--- Dataset content ---
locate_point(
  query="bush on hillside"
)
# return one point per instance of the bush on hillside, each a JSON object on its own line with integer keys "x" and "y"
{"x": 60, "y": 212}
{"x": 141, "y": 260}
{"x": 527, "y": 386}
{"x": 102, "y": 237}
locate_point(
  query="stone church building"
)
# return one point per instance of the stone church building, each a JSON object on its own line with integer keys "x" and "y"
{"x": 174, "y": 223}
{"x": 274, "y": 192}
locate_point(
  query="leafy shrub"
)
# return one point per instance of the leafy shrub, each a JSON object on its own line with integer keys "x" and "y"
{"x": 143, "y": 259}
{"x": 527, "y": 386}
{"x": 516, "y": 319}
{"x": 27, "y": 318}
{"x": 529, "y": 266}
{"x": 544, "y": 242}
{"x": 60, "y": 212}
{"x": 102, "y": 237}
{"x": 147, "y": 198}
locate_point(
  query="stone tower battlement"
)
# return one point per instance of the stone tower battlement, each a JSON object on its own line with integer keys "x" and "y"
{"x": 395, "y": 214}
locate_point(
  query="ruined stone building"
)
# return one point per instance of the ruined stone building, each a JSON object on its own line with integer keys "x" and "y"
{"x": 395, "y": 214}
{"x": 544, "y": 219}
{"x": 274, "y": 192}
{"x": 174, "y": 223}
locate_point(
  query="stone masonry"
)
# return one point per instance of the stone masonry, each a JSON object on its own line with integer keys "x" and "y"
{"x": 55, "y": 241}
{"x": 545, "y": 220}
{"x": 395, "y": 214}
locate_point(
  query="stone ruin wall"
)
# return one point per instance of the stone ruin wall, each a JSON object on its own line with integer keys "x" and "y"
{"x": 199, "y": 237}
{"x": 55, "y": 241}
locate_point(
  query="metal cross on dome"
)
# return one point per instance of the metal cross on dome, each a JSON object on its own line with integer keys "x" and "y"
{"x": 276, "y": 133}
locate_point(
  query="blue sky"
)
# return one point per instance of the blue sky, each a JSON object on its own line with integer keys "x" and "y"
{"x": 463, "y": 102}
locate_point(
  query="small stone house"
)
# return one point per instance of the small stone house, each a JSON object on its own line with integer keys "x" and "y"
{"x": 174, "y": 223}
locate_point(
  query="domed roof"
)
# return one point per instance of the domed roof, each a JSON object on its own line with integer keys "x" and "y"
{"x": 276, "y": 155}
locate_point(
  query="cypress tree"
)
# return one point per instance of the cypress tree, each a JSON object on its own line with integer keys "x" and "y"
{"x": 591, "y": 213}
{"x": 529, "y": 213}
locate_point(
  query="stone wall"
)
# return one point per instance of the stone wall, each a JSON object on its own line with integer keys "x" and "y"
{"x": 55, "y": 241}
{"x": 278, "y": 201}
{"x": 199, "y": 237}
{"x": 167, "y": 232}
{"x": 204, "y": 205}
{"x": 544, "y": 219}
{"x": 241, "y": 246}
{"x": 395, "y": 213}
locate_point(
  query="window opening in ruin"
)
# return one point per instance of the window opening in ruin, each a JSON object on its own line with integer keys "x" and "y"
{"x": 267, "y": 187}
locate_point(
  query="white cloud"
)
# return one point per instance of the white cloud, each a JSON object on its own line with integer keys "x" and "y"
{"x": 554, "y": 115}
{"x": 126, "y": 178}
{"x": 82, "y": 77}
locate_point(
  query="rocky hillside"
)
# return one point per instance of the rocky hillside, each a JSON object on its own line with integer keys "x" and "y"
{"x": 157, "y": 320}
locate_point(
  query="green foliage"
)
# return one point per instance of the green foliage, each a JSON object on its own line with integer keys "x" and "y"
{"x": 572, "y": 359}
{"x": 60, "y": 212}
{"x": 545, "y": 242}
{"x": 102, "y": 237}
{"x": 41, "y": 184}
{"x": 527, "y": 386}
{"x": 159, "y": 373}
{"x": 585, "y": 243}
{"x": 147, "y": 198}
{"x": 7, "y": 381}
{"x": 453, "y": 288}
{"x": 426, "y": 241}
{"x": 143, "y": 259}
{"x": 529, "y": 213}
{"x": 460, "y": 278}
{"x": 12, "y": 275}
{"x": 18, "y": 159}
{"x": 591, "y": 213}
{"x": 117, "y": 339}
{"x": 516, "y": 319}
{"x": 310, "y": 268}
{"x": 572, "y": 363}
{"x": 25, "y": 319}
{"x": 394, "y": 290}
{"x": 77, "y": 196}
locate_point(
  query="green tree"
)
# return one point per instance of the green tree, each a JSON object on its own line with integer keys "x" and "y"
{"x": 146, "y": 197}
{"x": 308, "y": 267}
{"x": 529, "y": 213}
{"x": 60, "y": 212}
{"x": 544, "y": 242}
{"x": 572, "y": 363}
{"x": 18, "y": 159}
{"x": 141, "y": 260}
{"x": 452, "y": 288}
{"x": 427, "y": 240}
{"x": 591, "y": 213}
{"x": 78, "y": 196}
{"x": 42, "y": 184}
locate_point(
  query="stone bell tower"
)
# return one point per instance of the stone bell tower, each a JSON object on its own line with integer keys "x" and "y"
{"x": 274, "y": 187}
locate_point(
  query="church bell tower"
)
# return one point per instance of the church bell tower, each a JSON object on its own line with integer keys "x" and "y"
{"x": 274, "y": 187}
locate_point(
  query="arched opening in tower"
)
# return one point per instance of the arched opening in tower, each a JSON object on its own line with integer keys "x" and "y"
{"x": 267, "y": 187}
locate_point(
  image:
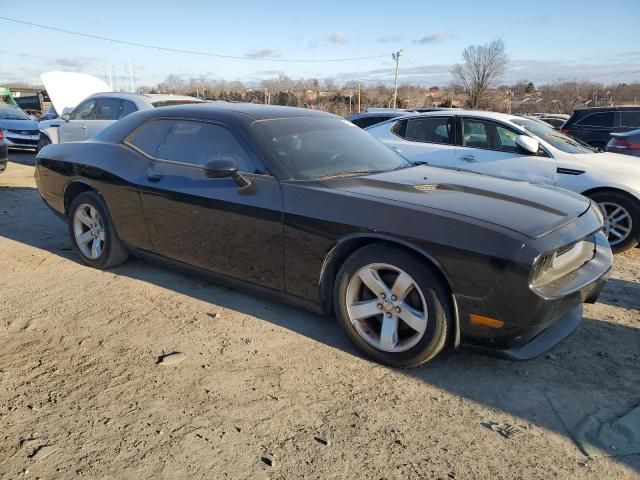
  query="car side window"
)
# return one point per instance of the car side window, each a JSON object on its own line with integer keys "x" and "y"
{"x": 127, "y": 107}
{"x": 489, "y": 135}
{"x": 430, "y": 130}
{"x": 84, "y": 111}
{"x": 630, "y": 118}
{"x": 197, "y": 143}
{"x": 507, "y": 140}
{"x": 474, "y": 134}
{"x": 108, "y": 109}
{"x": 599, "y": 119}
{"x": 148, "y": 137}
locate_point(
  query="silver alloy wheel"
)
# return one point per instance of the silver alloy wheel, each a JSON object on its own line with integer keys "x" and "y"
{"x": 386, "y": 307}
{"x": 617, "y": 222}
{"x": 88, "y": 229}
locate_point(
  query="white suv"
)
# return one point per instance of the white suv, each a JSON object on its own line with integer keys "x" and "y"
{"x": 523, "y": 149}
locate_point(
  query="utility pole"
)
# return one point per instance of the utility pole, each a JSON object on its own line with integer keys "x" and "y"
{"x": 130, "y": 63}
{"x": 396, "y": 58}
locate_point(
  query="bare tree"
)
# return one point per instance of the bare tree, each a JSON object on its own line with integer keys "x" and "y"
{"x": 483, "y": 65}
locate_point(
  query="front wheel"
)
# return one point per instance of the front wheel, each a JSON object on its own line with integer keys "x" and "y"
{"x": 393, "y": 306}
{"x": 621, "y": 219}
{"x": 92, "y": 233}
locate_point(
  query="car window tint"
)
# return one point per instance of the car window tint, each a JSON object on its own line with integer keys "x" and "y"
{"x": 506, "y": 140}
{"x": 474, "y": 134}
{"x": 108, "y": 109}
{"x": 127, "y": 107}
{"x": 600, "y": 119}
{"x": 630, "y": 119}
{"x": 148, "y": 137}
{"x": 430, "y": 130}
{"x": 198, "y": 143}
{"x": 84, "y": 110}
{"x": 400, "y": 128}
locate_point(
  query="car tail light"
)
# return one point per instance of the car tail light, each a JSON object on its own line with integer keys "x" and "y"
{"x": 620, "y": 143}
{"x": 561, "y": 262}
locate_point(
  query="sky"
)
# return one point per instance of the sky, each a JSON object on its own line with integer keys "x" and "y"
{"x": 546, "y": 40}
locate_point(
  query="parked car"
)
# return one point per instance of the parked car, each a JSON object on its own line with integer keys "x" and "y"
{"x": 4, "y": 152}
{"x": 523, "y": 149}
{"x": 625, "y": 142}
{"x": 556, "y": 120}
{"x": 594, "y": 125}
{"x": 18, "y": 129}
{"x": 366, "y": 119}
{"x": 102, "y": 109}
{"x": 307, "y": 207}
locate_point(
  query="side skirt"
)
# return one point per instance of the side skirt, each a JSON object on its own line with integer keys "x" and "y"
{"x": 236, "y": 284}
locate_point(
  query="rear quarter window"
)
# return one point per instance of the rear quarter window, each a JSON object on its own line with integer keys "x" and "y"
{"x": 630, "y": 119}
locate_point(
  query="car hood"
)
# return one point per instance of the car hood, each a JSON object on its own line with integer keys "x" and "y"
{"x": 532, "y": 210}
{"x": 68, "y": 89}
{"x": 603, "y": 161}
{"x": 19, "y": 124}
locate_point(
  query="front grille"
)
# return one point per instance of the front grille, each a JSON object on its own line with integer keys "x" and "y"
{"x": 22, "y": 141}
{"x": 24, "y": 132}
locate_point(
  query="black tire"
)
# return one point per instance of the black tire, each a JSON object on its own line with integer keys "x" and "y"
{"x": 42, "y": 142}
{"x": 113, "y": 252}
{"x": 632, "y": 206}
{"x": 436, "y": 294}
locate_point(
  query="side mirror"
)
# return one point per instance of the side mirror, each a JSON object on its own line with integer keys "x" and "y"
{"x": 225, "y": 167}
{"x": 220, "y": 168}
{"x": 528, "y": 144}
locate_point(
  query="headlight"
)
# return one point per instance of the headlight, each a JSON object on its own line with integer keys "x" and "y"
{"x": 562, "y": 261}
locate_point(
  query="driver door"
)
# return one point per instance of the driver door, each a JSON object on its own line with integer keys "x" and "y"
{"x": 490, "y": 148}
{"x": 210, "y": 223}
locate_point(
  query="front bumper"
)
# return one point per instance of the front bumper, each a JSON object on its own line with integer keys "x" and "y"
{"x": 532, "y": 321}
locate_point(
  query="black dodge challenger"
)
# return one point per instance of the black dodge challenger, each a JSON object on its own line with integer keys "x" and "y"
{"x": 308, "y": 207}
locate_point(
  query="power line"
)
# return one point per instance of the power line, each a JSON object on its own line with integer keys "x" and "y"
{"x": 190, "y": 52}
{"x": 566, "y": 79}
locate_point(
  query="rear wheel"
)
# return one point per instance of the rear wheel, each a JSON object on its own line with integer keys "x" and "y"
{"x": 92, "y": 233}
{"x": 393, "y": 306}
{"x": 621, "y": 219}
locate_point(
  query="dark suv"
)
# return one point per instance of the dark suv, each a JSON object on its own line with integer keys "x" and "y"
{"x": 593, "y": 125}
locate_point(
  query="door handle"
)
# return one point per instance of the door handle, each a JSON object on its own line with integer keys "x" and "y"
{"x": 154, "y": 177}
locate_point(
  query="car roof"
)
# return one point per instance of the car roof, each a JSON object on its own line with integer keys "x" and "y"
{"x": 148, "y": 98}
{"x": 256, "y": 111}
{"x": 465, "y": 113}
{"x": 393, "y": 114}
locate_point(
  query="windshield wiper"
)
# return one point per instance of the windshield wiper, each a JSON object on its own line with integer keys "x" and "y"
{"x": 349, "y": 174}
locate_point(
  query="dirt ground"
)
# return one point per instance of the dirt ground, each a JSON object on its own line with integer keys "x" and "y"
{"x": 265, "y": 390}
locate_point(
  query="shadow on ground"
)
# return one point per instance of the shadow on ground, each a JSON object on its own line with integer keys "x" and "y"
{"x": 597, "y": 365}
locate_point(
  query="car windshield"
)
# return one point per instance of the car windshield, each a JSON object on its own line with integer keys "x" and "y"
{"x": 555, "y": 138}
{"x": 169, "y": 103}
{"x": 316, "y": 148}
{"x": 8, "y": 113}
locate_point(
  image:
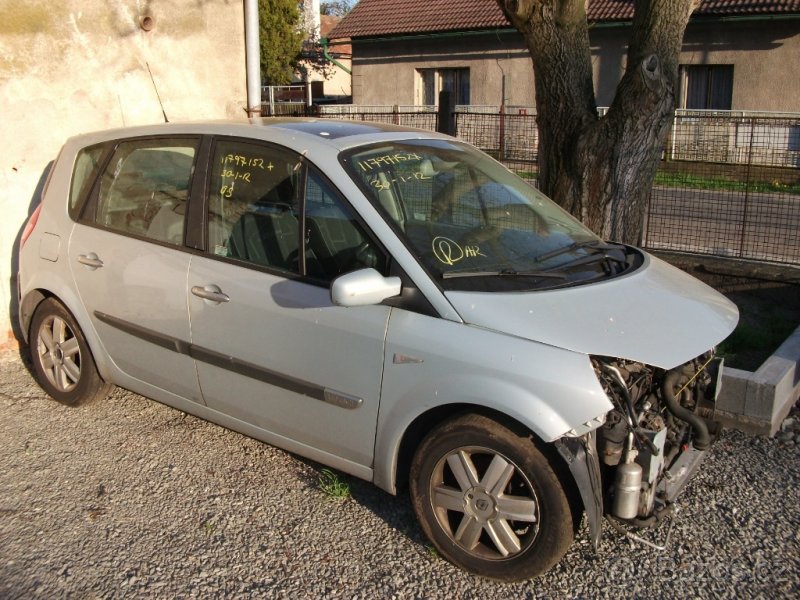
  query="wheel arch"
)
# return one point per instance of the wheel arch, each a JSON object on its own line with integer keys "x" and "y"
{"x": 427, "y": 421}
{"x": 31, "y": 301}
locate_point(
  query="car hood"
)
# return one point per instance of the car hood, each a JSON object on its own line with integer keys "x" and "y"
{"x": 657, "y": 315}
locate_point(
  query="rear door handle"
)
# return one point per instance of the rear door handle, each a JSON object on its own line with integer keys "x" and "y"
{"x": 91, "y": 260}
{"x": 210, "y": 292}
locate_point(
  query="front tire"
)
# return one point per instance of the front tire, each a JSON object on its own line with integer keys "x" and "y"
{"x": 61, "y": 357}
{"x": 489, "y": 500}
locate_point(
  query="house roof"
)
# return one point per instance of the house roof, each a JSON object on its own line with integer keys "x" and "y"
{"x": 371, "y": 18}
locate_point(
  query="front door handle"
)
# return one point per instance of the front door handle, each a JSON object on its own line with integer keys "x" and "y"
{"x": 210, "y": 292}
{"x": 91, "y": 260}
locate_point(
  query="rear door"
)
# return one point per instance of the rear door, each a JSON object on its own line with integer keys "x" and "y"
{"x": 130, "y": 266}
{"x": 272, "y": 351}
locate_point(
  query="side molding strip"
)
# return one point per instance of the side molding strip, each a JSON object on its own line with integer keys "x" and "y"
{"x": 235, "y": 365}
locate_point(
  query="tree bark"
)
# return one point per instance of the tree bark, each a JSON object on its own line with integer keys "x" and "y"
{"x": 601, "y": 169}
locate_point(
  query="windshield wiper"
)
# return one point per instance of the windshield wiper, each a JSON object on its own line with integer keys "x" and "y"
{"x": 592, "y": 244}
{"x": 504, "y": 273}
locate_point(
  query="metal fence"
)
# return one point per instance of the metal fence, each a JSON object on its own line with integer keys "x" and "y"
{"x": 728, "y": 183}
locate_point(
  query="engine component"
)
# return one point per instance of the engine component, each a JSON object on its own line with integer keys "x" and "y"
{"x": 627, "y": 488}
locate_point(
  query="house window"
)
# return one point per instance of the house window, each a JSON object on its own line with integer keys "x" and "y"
{"x": 708, "y": 87}
{"x": 432, "y": 81}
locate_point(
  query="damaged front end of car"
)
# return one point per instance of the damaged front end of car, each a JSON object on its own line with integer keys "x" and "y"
{"x": 633, "y": 466}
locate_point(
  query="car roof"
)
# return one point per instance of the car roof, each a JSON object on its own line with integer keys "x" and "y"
{"x": 294, "y": 132}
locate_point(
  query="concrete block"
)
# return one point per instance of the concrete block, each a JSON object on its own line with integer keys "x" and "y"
{"x": 758, "y": 402}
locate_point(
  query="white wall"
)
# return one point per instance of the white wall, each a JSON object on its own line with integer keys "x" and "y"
{"x": 70, "y": 66}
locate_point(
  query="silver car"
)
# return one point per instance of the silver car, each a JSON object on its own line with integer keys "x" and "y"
{"x": 390, "y": 302}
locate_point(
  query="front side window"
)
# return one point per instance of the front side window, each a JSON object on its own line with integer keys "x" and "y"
{"x": 473, "y": 224}
{"x": 144, "y": 189}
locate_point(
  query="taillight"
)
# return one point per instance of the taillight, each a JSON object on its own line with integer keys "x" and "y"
{"x": 29, "y": 226}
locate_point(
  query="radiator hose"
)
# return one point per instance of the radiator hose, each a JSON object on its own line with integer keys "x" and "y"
{"x": 702, "y": 439}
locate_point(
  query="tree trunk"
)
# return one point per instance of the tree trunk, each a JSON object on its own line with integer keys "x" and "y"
{"x": 601, "y": 169}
---
Your task is to transcribe exactly the lines from the one with "# return one point per instance of the silver car, each" through the end of the data, both included, and nothing besides.

- [Answer box]
# return one point per instance of the silver car, each a JSON object on its own line with integer keys "x" and "y"
{"x": 390, "y": 302}
locate_point(
  query="front side window"
)
# return one point per instance of the front side window, each a JSON object on its own line with integer keys "x" and "y"
{"x": 473, "y": 224}
{"x": 144, "y": 189}
locate_point(
  query="taillight"
)
# return one point per instance of the taillight, each a JSON object on its own line with integer keys "x" and "y"
{"x": 29, "y": 226}
locate_point(
  query="radiator hose"
)
# return one point per instance of the radiator hose, each a JSON object on its own line with integer keys "x" and "y"
{"x": 702, "y": 439}
locate_point(
  query="tree trunk"
)
# return one point per instance of the tree trunk, each a JSON object on its own line with integer keys "x" and "y"
{"x": 601, "y": 169}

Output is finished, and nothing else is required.